Soon after the discovery of EcoB and EcoK, microbiologists Hamilton Smith and Kent Wilcox isolated and characterized the first restriction enzyme from a second bacterial species, Haemophilus influenzae. They also confirmed Arber's hypothesis by demonstrating that HindII, the name eventually given to the enzyme they discovered, degrades foreign phage DNA but not the bacterial host's DNA (Smith & Wilcox, 1970). Smith and his postdoctoral fellow, Thomas Kelly, later identified the actual nucleotide sequence of the specific site where HindII cleaves (known today as a restriction or recognition site), again confirming Arber's hypothesis that restriction enzymes are extremely selective with regard to where they make their cuts (Smith & Kelly, 1970).

Since the early research of Arber, Smith, and others, scientists have isolated more than 800 different restriction enzymes from bacteria, which altogether recognize and cut more than 100 different restriction sites. Most restriction sites are 4 to 6 bases long, and most are palindromic, meaning that the sequence reads the same forward and backward. HindIII, for example, is an H. influenzae restriction enzyme that recognizes the sequence 5'AAGCTT-3' (upper strand)/3'TTCGAA-5' (lower strand) and cleaves between the two A's on both strands. (Here, the upper and lower strand sequences are the same but reversed.)

--------

> _Task goal_
Write out the restriction enzyme passage between "Soon after the" and "(Smith & Kelly, 1970).", inclusive.

> _Given information_
--------

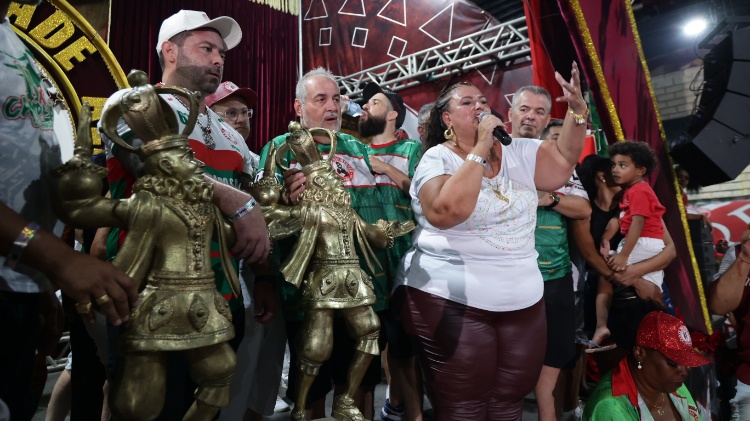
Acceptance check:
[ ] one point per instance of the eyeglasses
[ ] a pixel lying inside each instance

--------

> _Written response_
Soon after the discovery of EcoB and EcoK, microbiologists Hamilton Smith and Kent Wilcox isolated and characterized the first restriction enzyme from a second bacterial species, Haemophilus influenzae. They also confirmed Arber's hypothesis by demonstrating that HindII, the name eventually given to the enzyme they discovered, degrades foreign phage DNA but not the bacterial host's DNA (Smith & Wilcox, 1970). Smith and his postdoctoral fellow, Thomas Kelly, later identified the actual nucleotide sequence of the specific site where HindII cleaves (known today as a restriction or recognition site), again confirming Arber's hypothesis that restriction enzymes are extremely selective with regard to where they make their cuts (Smith & Kelly, 1970).